*** Supplied information Section Begins ***

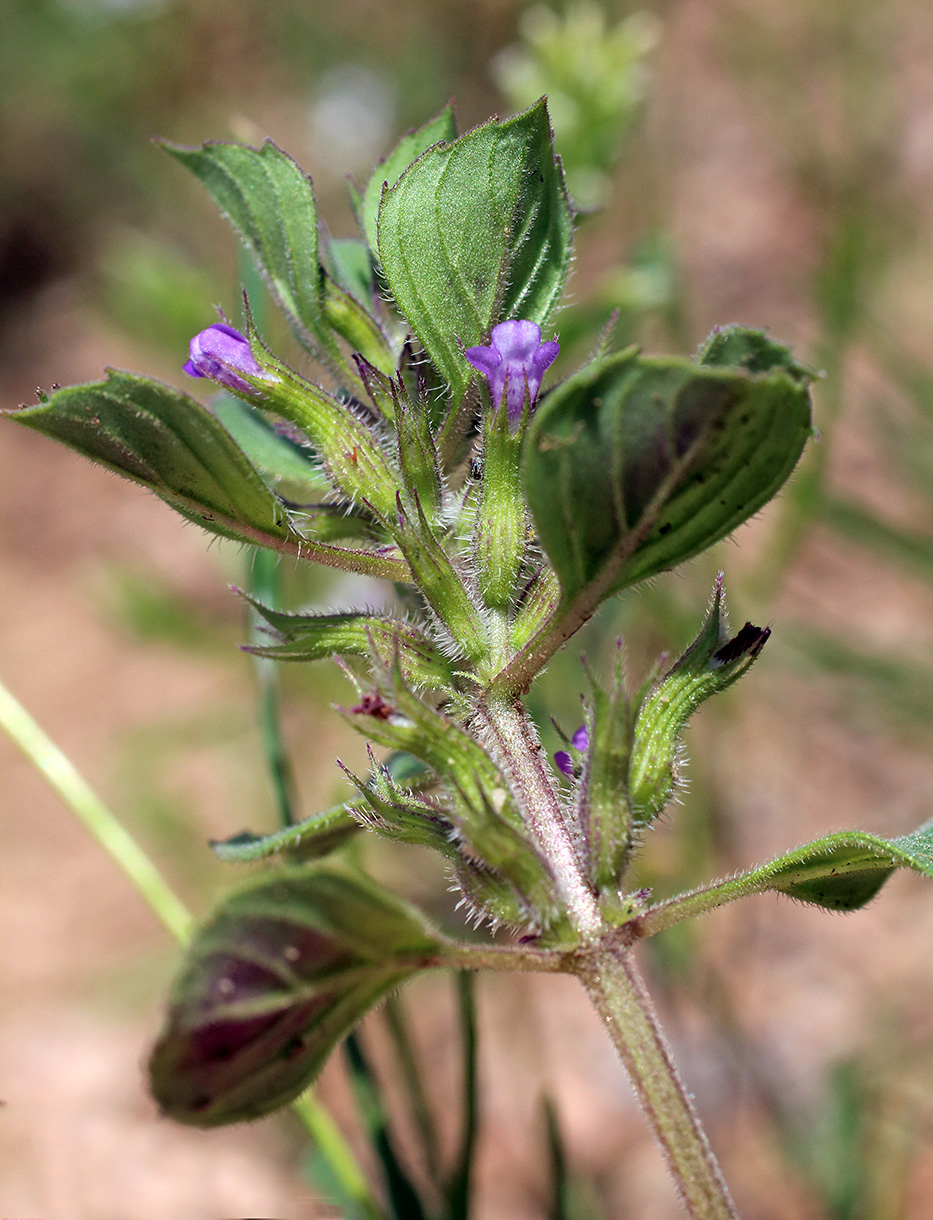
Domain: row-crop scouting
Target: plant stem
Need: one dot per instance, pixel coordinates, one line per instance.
(607, 970)
(514, 741)
(266, 586)
(61, 775)
(93, 814)
(618, 996)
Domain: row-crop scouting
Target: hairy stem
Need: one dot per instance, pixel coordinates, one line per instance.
(621, 999)
(607, 970)
(514, 742)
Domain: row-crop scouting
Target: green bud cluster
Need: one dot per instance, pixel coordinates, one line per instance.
(503, 511)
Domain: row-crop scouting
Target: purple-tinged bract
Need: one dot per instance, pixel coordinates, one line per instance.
(562, 759)
(223, 354)
(514, 364)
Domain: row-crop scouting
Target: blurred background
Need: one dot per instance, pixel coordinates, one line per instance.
(757, 161)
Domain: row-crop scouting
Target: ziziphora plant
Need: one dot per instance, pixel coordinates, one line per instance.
(504, 515)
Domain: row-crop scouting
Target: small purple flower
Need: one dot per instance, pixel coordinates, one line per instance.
(514, 364)
(221, 354)
(579, 742)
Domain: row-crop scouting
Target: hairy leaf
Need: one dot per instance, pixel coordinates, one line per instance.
(170, 443)
(439, 129)
(272, 981)
(840, 871)
(477, 231)
(636, 465)
(312, 637)
(270, 201)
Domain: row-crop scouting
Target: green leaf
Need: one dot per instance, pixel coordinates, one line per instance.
(500, 533)
(168, 443)
(477, 231)
(351, 267)
(840, 872)
(636, 465)
(312, 637)
(412, 144)
(304, 841)
(270, 201)
(270, 985)
(285, 465)
(711, 664)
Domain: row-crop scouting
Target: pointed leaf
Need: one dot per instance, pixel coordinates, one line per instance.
(477, 231)
(636, 465)
(168, 443)
(840, 872)
(439, 129)
(272, 981)
(285, 465)
(270, 201)
(312, 637)
(304, 841)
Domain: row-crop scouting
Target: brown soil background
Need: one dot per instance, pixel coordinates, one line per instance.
(779, 993)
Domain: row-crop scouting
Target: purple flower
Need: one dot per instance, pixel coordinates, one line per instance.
(514, 364)
(579, 742)
(221, 354)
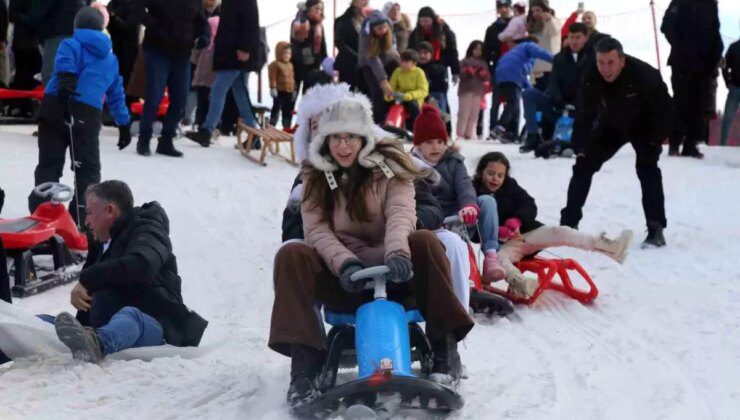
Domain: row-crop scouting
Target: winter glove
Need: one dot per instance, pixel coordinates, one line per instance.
(348, 268)
(124, 136)
(401, 267)
(469, 215)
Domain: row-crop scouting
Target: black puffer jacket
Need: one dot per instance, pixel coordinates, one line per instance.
(513, 201)
(51, 18)
(173, 26)
(139, 269)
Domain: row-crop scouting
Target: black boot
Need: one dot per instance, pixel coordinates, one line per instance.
(532, 142)
(306, 363)
(447, 368)
(202, 136)
(142, 147)
(655, 238)
(165, 147)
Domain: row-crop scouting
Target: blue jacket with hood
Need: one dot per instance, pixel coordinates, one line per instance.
(89, 56)
(515, 65)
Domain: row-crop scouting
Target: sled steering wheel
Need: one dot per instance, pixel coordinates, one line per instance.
(58, 193)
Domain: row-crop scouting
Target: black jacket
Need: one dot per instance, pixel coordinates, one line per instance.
(566, 75)
(635, 106)
(173, 26)
(436, 75)
(692, 29)
(238, 29)
(731, 71)
(491, 43)
(140, 270)
(51, 18)
(347, 41)
(449, 56)
(513, 201)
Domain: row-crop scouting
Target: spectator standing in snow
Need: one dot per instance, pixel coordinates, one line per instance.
(236, 51)
(622, 100)
(308, 40)
(493, 49)
(173, 28)
(347, 40)
(692, 29)
(731, 73)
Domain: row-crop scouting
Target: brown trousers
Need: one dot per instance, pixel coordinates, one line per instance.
(302, 279)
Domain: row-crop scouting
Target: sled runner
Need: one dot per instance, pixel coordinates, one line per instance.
(48, 236)
(382, 339)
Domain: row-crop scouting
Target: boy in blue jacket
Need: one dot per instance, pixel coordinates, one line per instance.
(512, 76)
(85, 75)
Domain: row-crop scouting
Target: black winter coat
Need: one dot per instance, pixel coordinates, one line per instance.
(238, 29)
(52, 18)
(514, 201)
(636, 106)
(566, 75)
(347, 41)
(692, 29)
(173, 26)
(449, 55)
(139, 269)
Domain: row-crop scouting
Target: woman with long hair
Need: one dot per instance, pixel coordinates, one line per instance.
(358, 211)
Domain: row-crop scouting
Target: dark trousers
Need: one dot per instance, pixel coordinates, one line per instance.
(54, 141)
(512, 95)
(282, 104)
(302, 278)
(164, 72)
(600, 150)
(695, 96)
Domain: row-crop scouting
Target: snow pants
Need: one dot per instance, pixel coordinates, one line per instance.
(54, 141)
(301, 278)
(600, 150)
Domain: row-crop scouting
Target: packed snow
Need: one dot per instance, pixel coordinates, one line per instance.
(660, 341)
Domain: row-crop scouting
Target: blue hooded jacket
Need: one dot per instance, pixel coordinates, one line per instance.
(88, 54)
(515, 65)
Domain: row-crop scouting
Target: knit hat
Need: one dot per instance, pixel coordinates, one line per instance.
(89, 18)
(429, 126)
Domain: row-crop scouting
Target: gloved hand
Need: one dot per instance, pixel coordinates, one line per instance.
(469, 215)
(124, 136)
(348, 268)
(401, 267)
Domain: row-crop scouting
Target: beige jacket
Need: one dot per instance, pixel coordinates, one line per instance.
(392, 209)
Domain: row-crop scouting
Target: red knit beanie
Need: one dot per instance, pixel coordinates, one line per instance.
(429, 126)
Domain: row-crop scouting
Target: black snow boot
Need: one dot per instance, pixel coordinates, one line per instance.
(142, 147)
(202, 136)
(447, 368)
(165, 147)
(655, 238)
(82, 341)
(306, 363)
(533, 141)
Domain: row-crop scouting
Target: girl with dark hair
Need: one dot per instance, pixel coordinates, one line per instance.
(473, 78)
(522, 234)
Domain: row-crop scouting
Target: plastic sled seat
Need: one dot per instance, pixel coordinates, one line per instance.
(553, 274)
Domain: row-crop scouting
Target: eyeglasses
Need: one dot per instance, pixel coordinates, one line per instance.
(351, 140)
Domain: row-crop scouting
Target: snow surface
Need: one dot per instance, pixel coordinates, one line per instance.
(660, 342)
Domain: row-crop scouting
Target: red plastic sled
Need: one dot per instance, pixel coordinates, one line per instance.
(546, 271)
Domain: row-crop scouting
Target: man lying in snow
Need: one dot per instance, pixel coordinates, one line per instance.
(129, 290)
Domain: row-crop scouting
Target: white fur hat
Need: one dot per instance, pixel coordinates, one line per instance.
(352, 114)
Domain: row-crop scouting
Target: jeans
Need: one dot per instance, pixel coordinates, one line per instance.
(161, 72)
(488, 223)
(236, 81)
(535, 100)
(733, 100)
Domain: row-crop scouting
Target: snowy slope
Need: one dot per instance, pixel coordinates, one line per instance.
(660, 342)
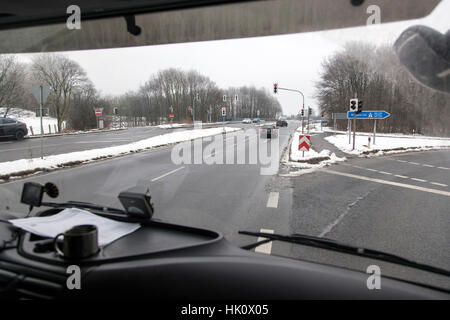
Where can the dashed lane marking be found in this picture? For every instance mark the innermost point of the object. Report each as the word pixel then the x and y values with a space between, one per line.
pixel 168 173
pixel 392 183
pixel 439 184
pixel 420 180
pixel 272 202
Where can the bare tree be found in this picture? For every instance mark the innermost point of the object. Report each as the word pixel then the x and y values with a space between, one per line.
pixel 12 75
pixel 63 76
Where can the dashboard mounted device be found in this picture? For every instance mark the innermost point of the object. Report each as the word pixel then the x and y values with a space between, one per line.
pixel 137 202
pixel 32 194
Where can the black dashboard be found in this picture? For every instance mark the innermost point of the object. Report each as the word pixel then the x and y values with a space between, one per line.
pixel 167 261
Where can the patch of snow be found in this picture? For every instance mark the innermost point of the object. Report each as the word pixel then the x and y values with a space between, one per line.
pixel 29 118
pixel 296 155
pixel 53 161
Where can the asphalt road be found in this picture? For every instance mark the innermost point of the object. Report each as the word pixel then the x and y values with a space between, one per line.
pixel 398 204
pixel 31 148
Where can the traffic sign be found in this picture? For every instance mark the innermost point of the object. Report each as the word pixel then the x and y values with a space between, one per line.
pixel 304 143
pixel 369 114
pixel 45 112
pixel 338 116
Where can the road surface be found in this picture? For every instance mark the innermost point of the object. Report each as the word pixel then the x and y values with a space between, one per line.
pixel 398 204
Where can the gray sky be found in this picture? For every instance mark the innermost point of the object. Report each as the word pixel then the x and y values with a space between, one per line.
pixel 293 61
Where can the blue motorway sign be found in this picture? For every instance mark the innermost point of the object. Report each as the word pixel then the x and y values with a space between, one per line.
pixel 369 114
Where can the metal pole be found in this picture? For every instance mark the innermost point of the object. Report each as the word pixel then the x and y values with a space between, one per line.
pixel 41 102
pixel 354 125
pixel 374 130
pixel 193 110
pixel 354 130
pixel 307 122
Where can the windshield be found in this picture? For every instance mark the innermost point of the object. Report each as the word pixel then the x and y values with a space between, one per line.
pixel 363 157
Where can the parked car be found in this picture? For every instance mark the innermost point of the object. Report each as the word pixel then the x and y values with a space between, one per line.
pixel 12 128
pixel 268 131
pixel 281 123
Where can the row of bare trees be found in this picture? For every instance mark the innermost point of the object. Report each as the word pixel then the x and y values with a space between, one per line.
pixel 73 96
pixel 174 90
pixel 374 75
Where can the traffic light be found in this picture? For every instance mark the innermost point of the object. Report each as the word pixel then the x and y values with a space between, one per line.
pixel 353 105
pixel 359 106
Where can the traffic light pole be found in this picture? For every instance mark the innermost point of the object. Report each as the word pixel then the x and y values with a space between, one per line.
pixel 354 123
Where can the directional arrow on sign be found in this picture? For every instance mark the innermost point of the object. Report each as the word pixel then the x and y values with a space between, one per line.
pixel 304 143
pixel 369 114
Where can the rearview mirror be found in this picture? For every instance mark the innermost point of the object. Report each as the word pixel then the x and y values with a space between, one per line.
pixel 425 52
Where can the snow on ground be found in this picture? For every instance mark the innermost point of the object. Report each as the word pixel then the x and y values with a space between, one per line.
pixel 54 161
pixel 30 119
pixel 311 158
pixel 314 127
pixel 386 143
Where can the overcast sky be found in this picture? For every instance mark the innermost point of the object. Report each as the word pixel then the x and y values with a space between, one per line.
pixel 293 61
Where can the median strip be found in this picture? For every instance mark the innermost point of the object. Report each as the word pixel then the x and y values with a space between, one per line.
pixel 24 167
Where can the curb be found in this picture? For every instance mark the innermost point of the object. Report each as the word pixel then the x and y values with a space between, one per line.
pixel 70 134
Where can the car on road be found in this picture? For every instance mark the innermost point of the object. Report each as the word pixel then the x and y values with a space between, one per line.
pixel 281 123
pixel 268 131
pixel 12 128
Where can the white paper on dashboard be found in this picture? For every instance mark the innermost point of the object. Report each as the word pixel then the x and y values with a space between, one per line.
pixel 108 230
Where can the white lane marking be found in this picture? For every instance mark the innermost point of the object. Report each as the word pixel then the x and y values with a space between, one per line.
pixel 272 202
pixel 168 173
pixel 439 184
pixel 266 247
pixel 392 183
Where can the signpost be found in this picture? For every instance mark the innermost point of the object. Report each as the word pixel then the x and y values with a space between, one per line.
pixel 304 143
pixel 224 113
pixel 98 113
pixel 370 115
pixel 41 92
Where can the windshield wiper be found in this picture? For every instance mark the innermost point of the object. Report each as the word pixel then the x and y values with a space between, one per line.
pixel 333 245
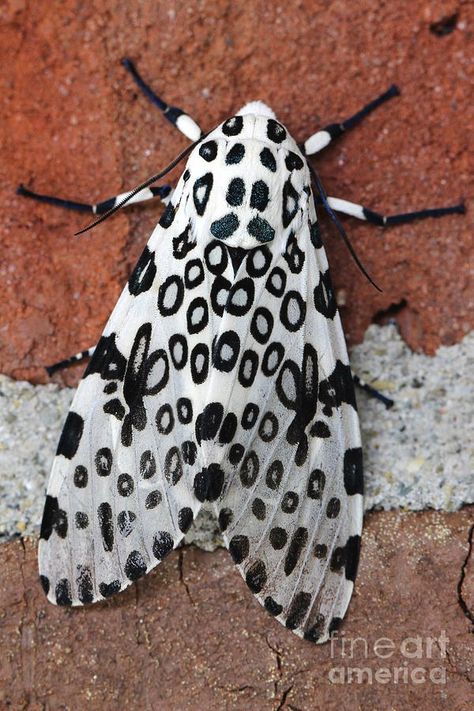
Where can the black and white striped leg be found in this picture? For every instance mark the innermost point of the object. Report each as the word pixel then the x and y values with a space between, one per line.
pixel 177 117
pixel 83 355
pixel 161 191
pixel 323 137
pixel 373 392
pixel 363 213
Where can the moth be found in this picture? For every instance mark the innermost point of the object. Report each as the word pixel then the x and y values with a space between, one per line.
pixel 222 378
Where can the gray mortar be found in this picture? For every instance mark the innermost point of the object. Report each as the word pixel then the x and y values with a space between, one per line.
pixel 419 454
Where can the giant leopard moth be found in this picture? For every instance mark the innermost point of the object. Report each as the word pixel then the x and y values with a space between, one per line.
pixel 221 378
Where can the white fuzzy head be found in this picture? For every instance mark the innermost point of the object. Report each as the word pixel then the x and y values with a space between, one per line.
pixel 258 108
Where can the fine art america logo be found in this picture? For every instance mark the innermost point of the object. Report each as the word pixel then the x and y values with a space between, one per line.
pixel 412 660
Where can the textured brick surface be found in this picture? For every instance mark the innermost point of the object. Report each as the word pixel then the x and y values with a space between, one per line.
pixel 190 635
pixel 75 126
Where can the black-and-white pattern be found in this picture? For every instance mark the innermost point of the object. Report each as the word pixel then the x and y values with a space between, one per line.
pixel 222 376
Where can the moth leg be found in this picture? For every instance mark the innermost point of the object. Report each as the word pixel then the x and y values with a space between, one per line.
pixel 176 116
pixel 324 136
pixel 77 358
pixel 161 191
pixel 373 392
pixel 374 218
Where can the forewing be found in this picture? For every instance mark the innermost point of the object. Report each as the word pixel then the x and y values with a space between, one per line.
pixel 120 495
pixel 291 510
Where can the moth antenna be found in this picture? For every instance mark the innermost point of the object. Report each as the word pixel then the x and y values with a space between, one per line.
pixel 143 185
pixel 340 228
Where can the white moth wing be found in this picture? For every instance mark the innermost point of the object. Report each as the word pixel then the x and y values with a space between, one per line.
pixel 120 494
pixel 291 508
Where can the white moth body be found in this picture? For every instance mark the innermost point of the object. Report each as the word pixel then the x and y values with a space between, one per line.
pixel 222 376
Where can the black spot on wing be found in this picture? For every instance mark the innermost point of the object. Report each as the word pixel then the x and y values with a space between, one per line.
pixel 337 388
pixel 324 299
pixel 201 192
pixel 353 471
pixel 54 519
pixel 71 435
pixel 144 273
pixel 233 126
pixel 225 226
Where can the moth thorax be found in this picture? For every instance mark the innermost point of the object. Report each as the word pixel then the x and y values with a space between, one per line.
pixel 257 108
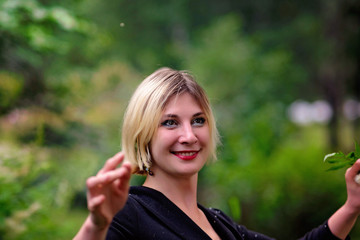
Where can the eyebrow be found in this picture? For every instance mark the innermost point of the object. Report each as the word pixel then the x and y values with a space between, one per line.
pixel 175 116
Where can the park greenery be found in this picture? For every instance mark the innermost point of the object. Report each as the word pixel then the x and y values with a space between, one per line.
pixel 68 68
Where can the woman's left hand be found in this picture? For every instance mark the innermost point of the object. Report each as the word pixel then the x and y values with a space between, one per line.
pixel 353 188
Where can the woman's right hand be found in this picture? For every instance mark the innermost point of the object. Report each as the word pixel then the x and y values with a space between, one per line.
pixel 108 191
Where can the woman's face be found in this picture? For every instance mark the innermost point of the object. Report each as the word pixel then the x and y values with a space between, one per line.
pixel 179 147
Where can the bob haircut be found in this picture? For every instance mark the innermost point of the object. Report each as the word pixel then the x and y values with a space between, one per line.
pixel 145 108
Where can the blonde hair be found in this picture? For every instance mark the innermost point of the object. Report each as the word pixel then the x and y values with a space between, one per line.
pixel 145 108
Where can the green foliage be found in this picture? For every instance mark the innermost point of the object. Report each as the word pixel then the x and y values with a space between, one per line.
pixel 11 86
pixel 68 68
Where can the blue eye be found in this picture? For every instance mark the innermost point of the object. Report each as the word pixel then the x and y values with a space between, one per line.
pixel 199 121
pixel 169 123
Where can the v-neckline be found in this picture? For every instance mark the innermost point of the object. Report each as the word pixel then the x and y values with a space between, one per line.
pixel 167 210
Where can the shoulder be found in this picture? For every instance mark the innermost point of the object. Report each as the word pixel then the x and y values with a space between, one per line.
pixel 240 230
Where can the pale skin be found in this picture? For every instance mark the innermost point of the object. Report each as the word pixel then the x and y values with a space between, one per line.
pixel 176 174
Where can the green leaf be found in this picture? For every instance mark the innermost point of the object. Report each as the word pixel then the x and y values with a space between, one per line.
pixel 357 150
pixel 340 160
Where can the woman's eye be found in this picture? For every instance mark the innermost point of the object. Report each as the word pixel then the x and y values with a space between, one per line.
pixel 169 123
pixel 199 121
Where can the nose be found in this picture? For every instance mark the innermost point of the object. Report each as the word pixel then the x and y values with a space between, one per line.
pixel 187 135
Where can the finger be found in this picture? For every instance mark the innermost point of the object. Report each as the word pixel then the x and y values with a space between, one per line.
pixel 95 202
pixel 101 181
pixel 124 183
pixel 112 163
pixel 353 171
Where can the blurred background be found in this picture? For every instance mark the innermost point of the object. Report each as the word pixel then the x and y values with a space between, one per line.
pixel 282 76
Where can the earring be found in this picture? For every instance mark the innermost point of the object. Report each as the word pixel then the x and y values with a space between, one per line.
pixel 151 173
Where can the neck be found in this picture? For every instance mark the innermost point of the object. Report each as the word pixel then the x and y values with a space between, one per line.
pixel 182 191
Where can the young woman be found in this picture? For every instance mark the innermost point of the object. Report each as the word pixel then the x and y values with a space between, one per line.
pixel 169 133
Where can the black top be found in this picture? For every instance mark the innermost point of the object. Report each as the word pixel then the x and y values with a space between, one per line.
pixel 148 214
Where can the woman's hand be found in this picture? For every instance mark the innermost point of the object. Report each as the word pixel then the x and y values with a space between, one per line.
pixel 353 188
pixel 108 191
pixel 107 194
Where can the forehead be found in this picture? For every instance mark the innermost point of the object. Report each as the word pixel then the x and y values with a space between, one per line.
pixel 185 102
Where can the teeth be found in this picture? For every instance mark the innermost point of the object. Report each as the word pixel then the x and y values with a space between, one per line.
pixel 187 153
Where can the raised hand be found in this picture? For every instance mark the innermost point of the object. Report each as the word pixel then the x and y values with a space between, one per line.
pixel 353 188
pixel 107 194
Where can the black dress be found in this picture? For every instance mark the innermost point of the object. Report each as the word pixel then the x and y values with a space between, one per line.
pixel 148 214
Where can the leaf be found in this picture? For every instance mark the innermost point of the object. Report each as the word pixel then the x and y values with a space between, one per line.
pixel 339 166
pixel 335 157
pixel 340 160
pixel 357 150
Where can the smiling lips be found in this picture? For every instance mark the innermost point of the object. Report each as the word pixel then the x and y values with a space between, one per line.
pixel 186 155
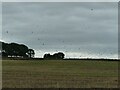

*** Supplied information Section Ends ***

Work instructions:
The expected output is every line of the records in which the string "jacket" appears.

Problem solution:
Target: black puffer jacket
Target: blue jacket with hood
Target: black jacket
Target: boy in blue jacket
Target: blue hooded jacket
Target: beige jacket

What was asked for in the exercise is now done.